▶ Instrução de trabalho A:
Segundo o trecho selecionado, quantos soldados o governo sul-africano autorizou enviar a Moçambique?
▶ Instrução de trabalho B:
Repita fielmente tudo o que o trecho selecionado diz, desde "Segundo o Presidente" até "com o tempo.".

▶ Trecho selecionado:
════════
Segundo o Presidente da Agência de Desenvolvimento Integrado do Norte, Armindo Ngunga, este tipo de programas destinados a ajudar os deslocados a terem uma nova vida nas áreas para onde fugiram será uma parte essencial do trabalho da sua agência. Falando aos deslocados no distrito de Ancuabe na semana passada, Ngunga os encorajou a começar a cultivar campos e construir casas em Ancuabe, em vez de planearem retornar às suas comunidades de origem. Ele disse que já estão sendo perfurados poços para dar suporte à produção agrícola da região. Os comentários de Ngunga refletem um padrão contínuo do governo, indicando que as pessoas deslocadas provavelmente não voltarão para casa tão cedo, o que sugere que o atrito entre as populações deslocadas e as comunidades anfitriãs pode aumentar com o tempo.

Houve algum progresso na obtenção de mais protecções legais para as pessoas deslocadas, independentemente de onde acabam por viver. O Ministério da Justiça de Moçambique anunciou na semana passada que está a expandir o seu programa de emissão de certidões de nascimento para moçambicanos deslocados sem documentação, para alcançar 55.000 pessoas. O programa já emitiu 44.000 documentos, mas muitos outros ainda têm sua mobilidade e acesso a programas governamentais limitados pela falta de documentação. 

No plano internacional, novos detalhes surgiram na semana passada sobre a composição da Força em Estado de Alerta  da Comunidade de Desenvolvimento da África Austral (SADC) para Moçambique. O governo sul-africano autorizou o envio de 1.495 soldados a Moçambique, onde deverão permanecer, em princípio,  até 15 de Outubro. Com o contingente total, o governo espera que o destacamento custe mais de 66 milhões de dólares norte-americanos, mas fontes na África do Sul sugerem que é improvável que o destacamento sul-africano alcance o nível total autorizado. O SAS Makhanda, um navio de patrulha sul-africano da classe Warrior, chegou a Pemba na semana passada, e veículos blindados sul-africanos terão atravessado a fronteira no sul de Moçambique no mesmo período.

Angola também prometeu soldados ao esforço, autorizando um destacamento de 20 pessoas junto com um avião de transporte. O pessoal militar prestará serviço à aeronave e servirá como assessor dos militares moçambicanos, mas não se envolverá em combate. Angola estima o custo do destacamento em 675.000 dólares norte-americanos e planeia contribuir com mais de 1 milhão de dólares norte-americanos para o esforço global da SADC.

Por seu turno, Zimbabwe enviará 303 instrutores militares para formar as forças moçambicanas no âmbito da missão da SADC. No anúncio, o ministro da Defesa do Zimbabwe, Oppah Muchinguri, disse a jornalistas que os instrutores não estariam envolvidos em combate. O destacamento será adicional aos esforços de formação do Zimbabué já em curso em Moçambique.

Todas estas tropas estrangeiras estarão sob escrutínio rigoroso do governo moçambicano e da sociedade civil. A Comissão Nacional de Direitos Humanos de Moçambique, uma instituição estatal, instou o governo na semana passada a elaborar um código de conduta para as tropas estrangeiras envolvidas no conflito de Cabo Delgado. A Comissão expressou preocupação com a possibilidade de as tropas estrangeiras maltratarem os civis moçambicanos - especialmente as mulheres - e disse que deveriam ser aplicadas punições severas para quaisquer maus tratos. O apelo reflecte as apreensões de alguns moçambicanos com a chegada de forças estrangeiras - a Comissão não fez nenhum apelo equivalente para prevenir ou punir os inúmeros abusos documentados que as tropas moçambicanas cometeram contra civis em Cabo Delgado.
════════
Dados de localização de pontos
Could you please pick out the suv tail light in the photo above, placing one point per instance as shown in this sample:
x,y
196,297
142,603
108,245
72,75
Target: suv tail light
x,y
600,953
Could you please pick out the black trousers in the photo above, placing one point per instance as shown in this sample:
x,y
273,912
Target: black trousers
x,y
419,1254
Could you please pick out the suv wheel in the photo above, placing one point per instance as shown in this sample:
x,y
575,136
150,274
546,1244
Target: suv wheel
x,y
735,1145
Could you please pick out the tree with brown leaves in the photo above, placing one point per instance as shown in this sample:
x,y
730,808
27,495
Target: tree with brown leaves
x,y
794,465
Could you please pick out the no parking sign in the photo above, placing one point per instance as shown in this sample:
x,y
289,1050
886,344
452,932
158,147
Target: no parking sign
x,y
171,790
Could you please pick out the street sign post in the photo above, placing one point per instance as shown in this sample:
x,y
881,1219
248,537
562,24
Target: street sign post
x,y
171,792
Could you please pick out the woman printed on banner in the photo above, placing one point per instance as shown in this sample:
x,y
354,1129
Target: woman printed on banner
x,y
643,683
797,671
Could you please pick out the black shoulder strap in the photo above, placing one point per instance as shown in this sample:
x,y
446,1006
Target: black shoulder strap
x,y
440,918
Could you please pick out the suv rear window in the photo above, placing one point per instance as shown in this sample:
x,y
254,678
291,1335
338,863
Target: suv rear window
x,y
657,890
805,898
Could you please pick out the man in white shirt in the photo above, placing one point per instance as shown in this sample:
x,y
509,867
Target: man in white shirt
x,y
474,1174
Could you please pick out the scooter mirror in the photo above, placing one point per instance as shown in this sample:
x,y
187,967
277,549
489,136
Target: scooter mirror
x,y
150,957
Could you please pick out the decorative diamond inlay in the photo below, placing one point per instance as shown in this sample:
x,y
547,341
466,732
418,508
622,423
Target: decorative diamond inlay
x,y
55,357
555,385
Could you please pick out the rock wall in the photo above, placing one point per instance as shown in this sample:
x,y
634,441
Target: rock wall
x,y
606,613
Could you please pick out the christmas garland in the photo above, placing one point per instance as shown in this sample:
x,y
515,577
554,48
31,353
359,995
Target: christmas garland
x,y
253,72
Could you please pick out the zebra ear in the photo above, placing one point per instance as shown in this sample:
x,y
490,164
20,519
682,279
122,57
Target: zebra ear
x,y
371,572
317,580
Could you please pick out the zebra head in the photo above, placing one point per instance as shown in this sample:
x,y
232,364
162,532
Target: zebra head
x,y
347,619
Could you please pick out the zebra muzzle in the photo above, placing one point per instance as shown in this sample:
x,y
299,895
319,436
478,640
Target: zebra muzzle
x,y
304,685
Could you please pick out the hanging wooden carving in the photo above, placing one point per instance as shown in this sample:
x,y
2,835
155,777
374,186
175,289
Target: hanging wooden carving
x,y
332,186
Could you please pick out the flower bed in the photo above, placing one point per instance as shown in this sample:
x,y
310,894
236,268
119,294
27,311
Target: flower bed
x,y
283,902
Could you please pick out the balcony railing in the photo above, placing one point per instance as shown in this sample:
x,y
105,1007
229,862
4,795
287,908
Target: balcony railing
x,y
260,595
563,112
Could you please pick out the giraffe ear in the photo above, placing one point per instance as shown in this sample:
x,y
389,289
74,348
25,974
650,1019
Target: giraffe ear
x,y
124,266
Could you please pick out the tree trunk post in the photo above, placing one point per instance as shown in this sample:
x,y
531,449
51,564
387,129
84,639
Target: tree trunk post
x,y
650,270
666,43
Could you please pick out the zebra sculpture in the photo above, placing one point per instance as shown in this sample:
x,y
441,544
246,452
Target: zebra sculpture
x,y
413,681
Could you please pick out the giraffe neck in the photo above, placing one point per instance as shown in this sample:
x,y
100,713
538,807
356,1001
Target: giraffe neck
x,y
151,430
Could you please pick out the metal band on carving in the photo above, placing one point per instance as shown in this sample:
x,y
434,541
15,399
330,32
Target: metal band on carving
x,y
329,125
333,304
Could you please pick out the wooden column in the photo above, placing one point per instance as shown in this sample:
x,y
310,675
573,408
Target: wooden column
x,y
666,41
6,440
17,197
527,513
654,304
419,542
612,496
════════
▶ Área de resposta A:
1.495 soldados.

▶ Área de resposta B:
Segundo o Presidente da Agência de Desenvolvimento Integrado do Norte, Armindo Ngunga, este tipo de programas destinados a ajudar os deslocados a terem uma nova vida nas áreas para onde fugiram será uma parte essencial do trabalho da sua agência. Falando aos deslocados no distrito de Ancuabe na semana passada, Ngunga os encorajou a começar a cultivar campos e construir casas em Ancuabe, em vez de planearem retornar às suas comunidades de origem. Ele disse que já estão sendo perfurados poços para dar suporte à produção agrícola da região. Os comentários de Ngunga refletem um padrão contínuo do governo, indicando que as pessoas deslocadas provavelmente não voltarão para casa tão cedo, o que sugere que o atrito entre as populações deslocadas e as comunidades anfitriãs pode aumentar com o tempo.